## Data shown

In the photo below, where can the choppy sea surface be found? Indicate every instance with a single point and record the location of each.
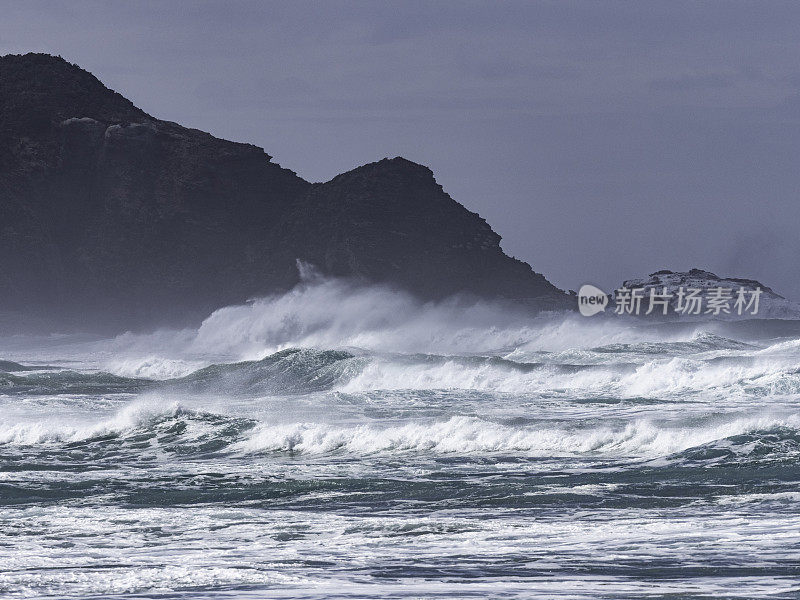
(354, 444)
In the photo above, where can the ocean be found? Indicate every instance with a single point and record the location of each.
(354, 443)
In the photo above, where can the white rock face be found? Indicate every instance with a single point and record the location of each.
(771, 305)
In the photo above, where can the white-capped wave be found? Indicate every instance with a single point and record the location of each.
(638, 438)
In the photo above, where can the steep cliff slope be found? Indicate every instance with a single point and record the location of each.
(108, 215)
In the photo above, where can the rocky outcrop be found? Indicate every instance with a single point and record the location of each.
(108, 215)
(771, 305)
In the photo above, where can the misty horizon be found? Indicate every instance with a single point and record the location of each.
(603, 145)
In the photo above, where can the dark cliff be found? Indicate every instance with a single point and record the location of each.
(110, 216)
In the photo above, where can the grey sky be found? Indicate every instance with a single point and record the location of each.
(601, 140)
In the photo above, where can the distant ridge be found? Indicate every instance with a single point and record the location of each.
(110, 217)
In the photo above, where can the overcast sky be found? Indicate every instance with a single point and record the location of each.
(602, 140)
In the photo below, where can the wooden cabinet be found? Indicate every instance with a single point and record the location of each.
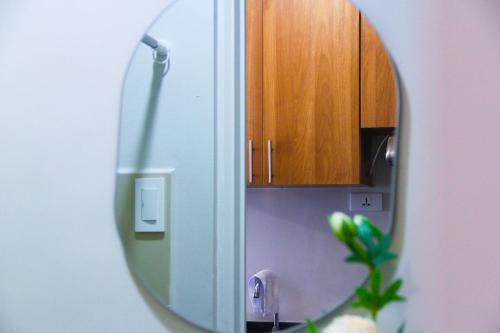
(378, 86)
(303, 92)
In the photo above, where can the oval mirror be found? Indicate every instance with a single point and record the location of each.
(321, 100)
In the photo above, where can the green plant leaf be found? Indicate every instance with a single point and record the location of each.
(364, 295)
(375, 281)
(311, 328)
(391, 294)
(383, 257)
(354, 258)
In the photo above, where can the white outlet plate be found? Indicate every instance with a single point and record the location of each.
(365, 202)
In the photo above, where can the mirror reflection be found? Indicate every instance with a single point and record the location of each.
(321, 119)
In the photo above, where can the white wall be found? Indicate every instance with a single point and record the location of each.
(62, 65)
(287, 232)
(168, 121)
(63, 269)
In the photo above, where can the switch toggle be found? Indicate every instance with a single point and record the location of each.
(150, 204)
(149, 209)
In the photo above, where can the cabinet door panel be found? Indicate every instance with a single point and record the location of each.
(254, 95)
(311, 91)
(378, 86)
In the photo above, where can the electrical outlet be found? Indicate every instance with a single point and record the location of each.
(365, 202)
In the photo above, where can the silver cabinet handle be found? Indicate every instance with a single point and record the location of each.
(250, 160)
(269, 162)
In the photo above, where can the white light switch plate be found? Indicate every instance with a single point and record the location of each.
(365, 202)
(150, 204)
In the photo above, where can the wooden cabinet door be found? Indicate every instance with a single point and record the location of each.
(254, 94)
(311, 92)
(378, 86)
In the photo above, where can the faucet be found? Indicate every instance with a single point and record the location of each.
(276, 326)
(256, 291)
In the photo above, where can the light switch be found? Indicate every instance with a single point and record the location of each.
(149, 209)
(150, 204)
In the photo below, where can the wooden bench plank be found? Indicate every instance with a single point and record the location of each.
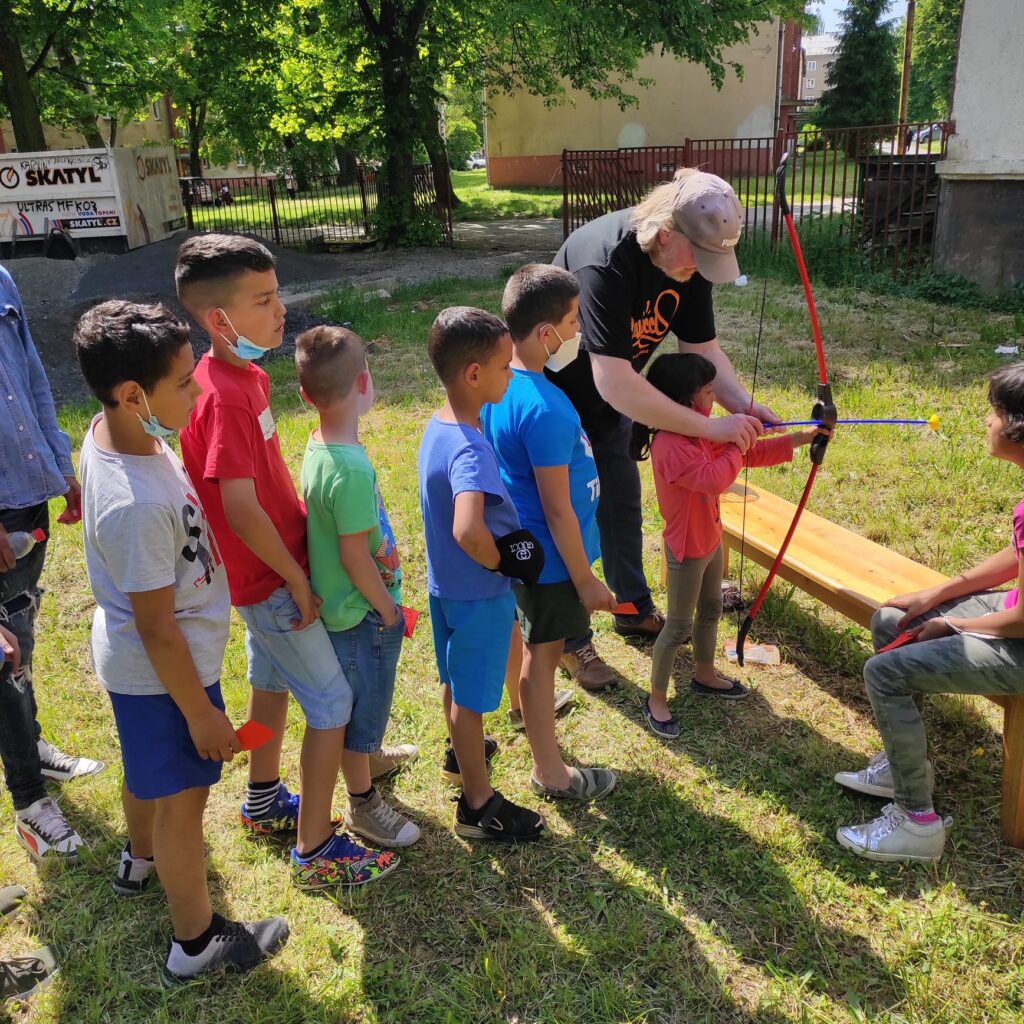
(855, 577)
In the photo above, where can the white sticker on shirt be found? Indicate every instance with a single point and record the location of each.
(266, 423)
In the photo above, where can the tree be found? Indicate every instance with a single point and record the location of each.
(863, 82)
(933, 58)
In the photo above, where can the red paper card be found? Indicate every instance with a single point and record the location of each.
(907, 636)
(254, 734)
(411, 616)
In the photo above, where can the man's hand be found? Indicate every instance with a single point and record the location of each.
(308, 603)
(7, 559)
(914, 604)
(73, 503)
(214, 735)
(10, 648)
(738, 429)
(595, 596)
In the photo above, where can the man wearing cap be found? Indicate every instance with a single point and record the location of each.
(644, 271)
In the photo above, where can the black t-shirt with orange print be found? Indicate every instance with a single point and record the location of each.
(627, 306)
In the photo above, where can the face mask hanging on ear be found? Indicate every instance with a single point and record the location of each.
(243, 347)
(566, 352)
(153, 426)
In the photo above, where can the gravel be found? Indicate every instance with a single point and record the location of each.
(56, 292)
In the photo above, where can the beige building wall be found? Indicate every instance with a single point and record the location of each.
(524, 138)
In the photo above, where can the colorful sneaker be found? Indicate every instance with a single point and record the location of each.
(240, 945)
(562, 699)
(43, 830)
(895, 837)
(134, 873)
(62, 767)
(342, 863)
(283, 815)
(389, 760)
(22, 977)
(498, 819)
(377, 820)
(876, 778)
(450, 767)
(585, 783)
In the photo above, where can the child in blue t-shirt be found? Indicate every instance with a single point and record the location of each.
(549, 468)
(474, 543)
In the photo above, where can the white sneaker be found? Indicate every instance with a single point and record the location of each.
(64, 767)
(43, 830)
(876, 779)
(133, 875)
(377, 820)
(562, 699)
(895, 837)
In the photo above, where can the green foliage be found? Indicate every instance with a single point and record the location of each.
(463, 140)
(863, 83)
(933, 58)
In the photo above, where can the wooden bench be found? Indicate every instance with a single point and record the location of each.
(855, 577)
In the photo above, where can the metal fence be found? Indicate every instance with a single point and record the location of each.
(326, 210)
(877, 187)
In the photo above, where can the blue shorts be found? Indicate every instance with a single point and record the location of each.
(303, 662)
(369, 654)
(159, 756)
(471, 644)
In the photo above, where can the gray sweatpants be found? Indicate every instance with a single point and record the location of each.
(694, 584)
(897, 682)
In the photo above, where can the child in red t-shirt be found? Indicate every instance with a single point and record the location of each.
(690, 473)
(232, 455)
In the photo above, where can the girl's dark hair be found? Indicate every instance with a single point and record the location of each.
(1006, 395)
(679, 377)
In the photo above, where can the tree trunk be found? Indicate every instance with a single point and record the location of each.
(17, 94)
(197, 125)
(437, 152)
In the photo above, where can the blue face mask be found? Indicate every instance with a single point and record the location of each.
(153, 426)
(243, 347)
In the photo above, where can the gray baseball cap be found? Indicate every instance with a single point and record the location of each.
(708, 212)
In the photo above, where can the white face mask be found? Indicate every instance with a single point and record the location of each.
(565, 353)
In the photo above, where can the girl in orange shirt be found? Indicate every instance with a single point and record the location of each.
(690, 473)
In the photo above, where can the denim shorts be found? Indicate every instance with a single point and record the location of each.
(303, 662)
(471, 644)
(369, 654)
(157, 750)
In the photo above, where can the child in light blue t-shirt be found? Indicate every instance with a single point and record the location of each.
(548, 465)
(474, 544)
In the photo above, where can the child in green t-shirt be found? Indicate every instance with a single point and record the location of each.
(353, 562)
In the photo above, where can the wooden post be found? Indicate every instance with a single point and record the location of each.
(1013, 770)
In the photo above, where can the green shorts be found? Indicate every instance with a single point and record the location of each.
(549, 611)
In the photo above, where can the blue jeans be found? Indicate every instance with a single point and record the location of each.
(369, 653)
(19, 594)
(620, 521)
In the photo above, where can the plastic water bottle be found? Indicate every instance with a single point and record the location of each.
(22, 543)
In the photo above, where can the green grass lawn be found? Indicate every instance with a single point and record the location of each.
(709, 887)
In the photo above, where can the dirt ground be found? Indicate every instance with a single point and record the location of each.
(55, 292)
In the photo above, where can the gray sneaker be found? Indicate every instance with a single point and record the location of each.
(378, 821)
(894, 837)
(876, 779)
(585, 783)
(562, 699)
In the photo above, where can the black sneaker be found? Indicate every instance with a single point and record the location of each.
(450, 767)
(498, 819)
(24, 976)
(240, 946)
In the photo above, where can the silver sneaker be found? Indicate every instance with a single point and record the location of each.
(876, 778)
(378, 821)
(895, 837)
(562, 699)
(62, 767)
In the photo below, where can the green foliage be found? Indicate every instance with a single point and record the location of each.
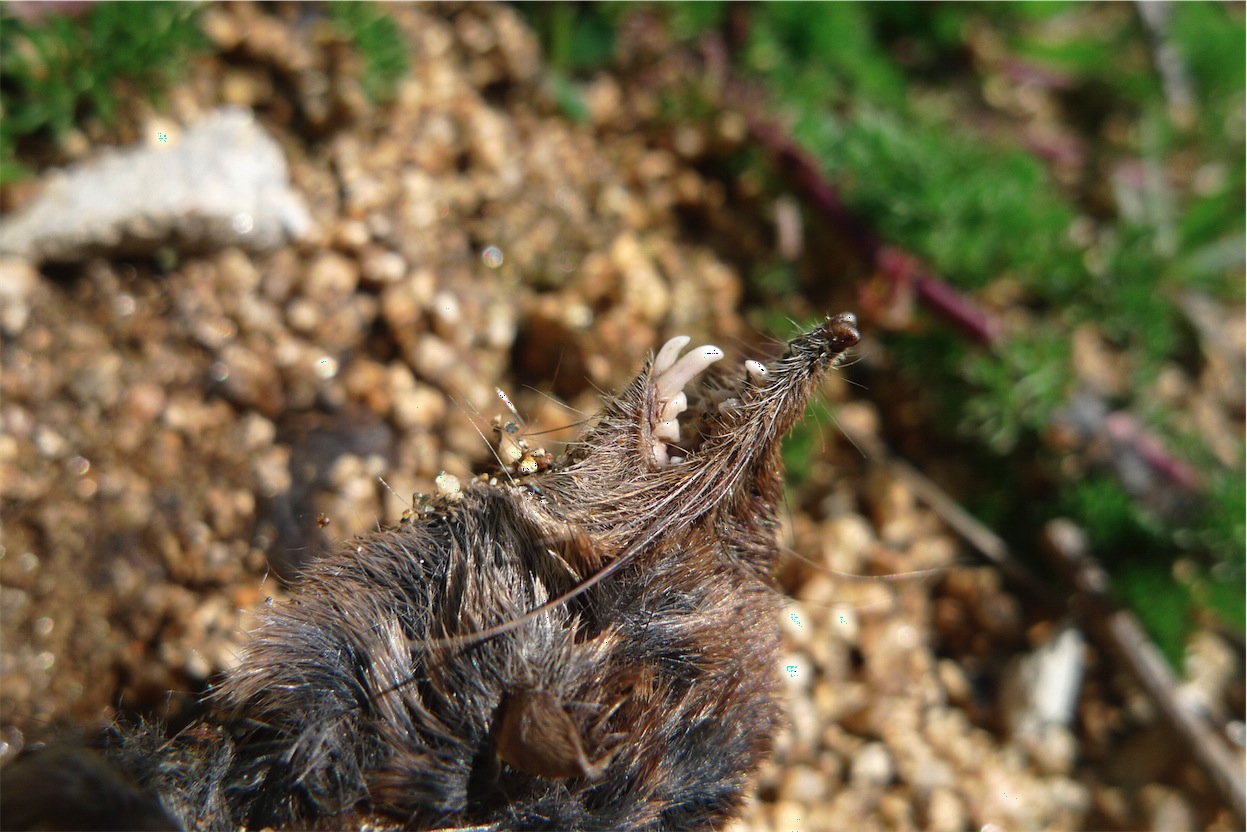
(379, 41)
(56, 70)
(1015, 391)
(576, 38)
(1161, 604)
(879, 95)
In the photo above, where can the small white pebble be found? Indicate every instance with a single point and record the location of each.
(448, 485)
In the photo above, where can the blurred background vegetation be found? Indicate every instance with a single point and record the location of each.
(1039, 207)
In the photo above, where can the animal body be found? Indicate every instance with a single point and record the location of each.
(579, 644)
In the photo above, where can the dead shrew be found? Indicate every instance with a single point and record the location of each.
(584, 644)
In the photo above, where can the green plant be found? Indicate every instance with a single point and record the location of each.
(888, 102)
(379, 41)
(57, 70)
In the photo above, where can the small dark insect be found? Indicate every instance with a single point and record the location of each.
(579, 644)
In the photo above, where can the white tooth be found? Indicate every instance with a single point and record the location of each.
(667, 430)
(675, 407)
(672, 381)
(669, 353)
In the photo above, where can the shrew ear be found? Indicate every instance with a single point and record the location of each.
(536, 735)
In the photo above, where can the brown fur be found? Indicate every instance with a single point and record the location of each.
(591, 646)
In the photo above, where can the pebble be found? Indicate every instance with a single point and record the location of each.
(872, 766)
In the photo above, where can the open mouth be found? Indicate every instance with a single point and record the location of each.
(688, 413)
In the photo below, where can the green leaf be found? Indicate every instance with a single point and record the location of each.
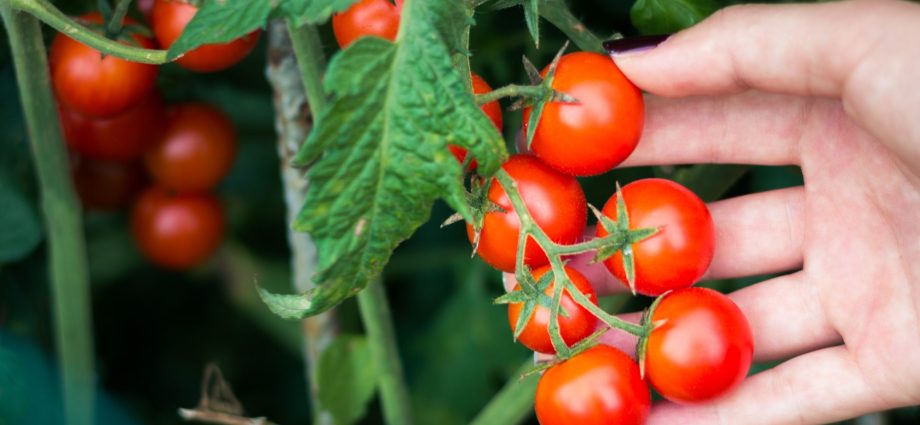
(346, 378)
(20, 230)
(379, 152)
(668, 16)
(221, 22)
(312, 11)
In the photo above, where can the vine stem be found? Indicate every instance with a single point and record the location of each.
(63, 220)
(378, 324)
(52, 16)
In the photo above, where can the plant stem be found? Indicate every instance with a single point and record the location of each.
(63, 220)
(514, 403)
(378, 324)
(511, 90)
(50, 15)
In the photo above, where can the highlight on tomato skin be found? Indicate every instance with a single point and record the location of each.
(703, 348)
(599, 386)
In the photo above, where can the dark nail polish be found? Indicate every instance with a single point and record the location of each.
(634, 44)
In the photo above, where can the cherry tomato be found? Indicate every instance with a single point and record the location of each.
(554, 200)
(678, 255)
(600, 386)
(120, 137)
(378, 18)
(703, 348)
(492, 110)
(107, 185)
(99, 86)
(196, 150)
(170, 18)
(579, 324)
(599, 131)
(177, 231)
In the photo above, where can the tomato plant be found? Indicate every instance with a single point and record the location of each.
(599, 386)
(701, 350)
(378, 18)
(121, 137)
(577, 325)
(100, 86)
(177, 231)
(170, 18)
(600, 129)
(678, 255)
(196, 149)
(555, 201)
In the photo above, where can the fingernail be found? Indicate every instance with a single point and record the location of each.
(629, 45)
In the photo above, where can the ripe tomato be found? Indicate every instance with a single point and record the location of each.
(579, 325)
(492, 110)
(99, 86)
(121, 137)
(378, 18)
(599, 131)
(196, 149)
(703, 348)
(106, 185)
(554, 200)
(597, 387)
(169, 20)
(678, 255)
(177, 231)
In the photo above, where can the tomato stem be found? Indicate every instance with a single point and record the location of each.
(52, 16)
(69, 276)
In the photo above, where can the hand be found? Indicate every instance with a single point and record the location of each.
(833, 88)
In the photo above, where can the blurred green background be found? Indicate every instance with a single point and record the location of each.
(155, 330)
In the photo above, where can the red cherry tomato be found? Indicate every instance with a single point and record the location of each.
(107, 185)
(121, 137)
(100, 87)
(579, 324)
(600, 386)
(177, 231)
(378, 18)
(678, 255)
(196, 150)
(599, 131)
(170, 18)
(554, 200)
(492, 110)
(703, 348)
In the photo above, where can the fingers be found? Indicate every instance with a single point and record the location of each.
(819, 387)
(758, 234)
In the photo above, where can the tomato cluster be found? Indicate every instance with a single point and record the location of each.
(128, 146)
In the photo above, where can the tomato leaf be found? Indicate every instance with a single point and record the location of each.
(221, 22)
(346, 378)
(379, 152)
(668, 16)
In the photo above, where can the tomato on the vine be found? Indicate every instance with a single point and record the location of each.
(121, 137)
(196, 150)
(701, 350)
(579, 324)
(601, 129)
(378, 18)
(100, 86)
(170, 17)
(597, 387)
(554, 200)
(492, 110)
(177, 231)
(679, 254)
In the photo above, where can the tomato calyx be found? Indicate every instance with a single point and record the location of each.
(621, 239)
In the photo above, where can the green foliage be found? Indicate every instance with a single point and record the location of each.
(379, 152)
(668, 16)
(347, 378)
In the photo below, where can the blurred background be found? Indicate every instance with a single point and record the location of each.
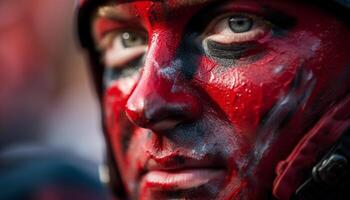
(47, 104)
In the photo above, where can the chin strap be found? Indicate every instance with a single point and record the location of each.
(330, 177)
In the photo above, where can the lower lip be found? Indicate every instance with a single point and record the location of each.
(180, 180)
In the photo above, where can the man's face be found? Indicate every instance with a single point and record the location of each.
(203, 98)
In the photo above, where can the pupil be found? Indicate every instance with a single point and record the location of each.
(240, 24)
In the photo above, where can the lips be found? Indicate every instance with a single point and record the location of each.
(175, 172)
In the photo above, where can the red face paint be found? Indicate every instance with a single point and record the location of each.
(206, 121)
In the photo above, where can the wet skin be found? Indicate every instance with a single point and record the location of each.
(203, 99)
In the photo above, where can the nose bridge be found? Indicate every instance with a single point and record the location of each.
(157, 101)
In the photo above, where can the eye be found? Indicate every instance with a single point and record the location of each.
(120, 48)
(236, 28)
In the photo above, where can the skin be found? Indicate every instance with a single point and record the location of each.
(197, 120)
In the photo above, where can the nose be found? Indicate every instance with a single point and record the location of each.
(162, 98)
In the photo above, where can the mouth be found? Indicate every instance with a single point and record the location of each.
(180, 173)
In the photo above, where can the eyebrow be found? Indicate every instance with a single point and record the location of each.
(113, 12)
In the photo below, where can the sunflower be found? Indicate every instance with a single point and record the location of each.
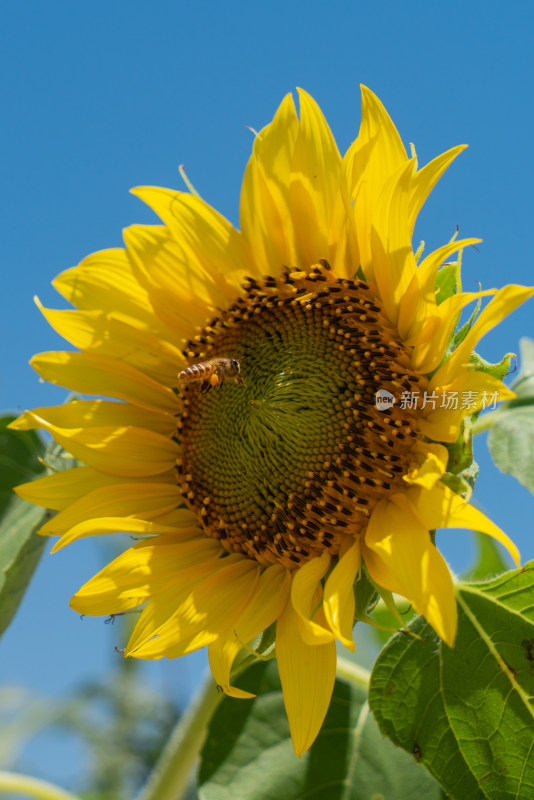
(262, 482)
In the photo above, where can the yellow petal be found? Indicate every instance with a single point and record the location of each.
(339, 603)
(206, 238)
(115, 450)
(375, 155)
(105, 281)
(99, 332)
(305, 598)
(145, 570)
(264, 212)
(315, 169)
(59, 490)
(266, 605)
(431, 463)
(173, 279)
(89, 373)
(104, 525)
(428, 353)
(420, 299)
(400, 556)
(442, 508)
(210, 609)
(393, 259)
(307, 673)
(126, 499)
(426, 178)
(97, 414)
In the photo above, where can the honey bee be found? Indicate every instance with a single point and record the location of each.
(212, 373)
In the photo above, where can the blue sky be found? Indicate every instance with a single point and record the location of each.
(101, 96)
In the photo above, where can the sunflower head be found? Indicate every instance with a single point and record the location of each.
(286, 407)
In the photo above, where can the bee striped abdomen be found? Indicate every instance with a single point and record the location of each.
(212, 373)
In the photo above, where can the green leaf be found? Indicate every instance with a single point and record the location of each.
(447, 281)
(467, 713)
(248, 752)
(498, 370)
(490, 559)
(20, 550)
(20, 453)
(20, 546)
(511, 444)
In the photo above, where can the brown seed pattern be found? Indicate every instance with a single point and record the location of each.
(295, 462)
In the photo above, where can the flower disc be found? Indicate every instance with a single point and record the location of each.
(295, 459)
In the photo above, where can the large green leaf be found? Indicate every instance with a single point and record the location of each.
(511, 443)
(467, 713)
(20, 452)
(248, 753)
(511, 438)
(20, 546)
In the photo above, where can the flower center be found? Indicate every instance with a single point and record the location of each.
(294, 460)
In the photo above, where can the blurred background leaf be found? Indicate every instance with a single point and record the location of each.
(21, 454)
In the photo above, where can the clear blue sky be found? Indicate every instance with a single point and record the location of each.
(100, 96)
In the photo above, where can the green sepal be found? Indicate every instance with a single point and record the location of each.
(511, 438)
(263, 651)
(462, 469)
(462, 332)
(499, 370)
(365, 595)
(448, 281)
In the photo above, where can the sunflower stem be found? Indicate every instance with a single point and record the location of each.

## Set exercise
Exactly reproduce the lines that run from the line with "In the photo above, where can the bee" through the last line of the records, inclusive.

## Written response
In the photo above, where can the bee striped abdomen be found? Indicate every instance with a single point and record the location of each.
(212, 373)
In the photo above, where can the green leaf be found? Indicate every instance with a single point and record the location of each.
(447, 281)
(467, 713)
(248, 752)
(498, 370)
(490, 559)
(20, 550)
(20, 453)
(20, 546)
(511, 444)
In the photo above, where can the brown seed pattern be found? Indicate every instance with a single point and record the location of each.
(295, 462)
In the photo above, where can the flower disc be found? Indicate every instance with a single point and record the location of each.
(295, 459)
In the photo above, where can the large green leaf be found? Indicate every instance with a single point and record the location of each.
(511, 443)
(467, 713)
(20, 452)
(248, 753)
(511, 438)
(20, 546)
In the photo above, where can the flower center be found? Indicate every instance with a single point and record the location of each.
(294, 460)
In the photo above, where can the blurred background leaf be found? Indicate every instance with a single point and record the location of each.
(21, 454)
In the photo above, where can the clear blue sky be found? Indicate every instance with a single point and record the location of each.
(100, 96)
In the photo above, where can the green sepal be found? Indicate every instance with a single point and record the location of each.
(511, 438)
(263, 651)
(462, 469)
(462, 332)
(499, 370)
(365, 595)
(448, 281)
In the photo above, where can the sunflower stem be found? Indicate every instance with a single point and record the location of each.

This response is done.